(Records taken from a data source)
* BEGIN *

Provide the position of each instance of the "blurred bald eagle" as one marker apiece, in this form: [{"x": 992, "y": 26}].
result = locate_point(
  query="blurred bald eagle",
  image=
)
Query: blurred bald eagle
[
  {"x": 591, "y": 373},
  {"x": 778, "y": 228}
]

* END *

▶ **EXERCISE PROMPT**:
Please pull every line from the records above and reproduce them word for word, in the same order.

▶ **WRITTEN ANSWER**:
Provide the position of each instance of the "blurred bald eagle" as one marker apiece, in this form: [{"x": 992, "y": 26}].
result = locate_point(
  query="blurred bald eagle",
  image=
)
Query: blurred bald eagle
[
  {"x": 591, "y": 373},
  {"x": 778, "y": 228}
]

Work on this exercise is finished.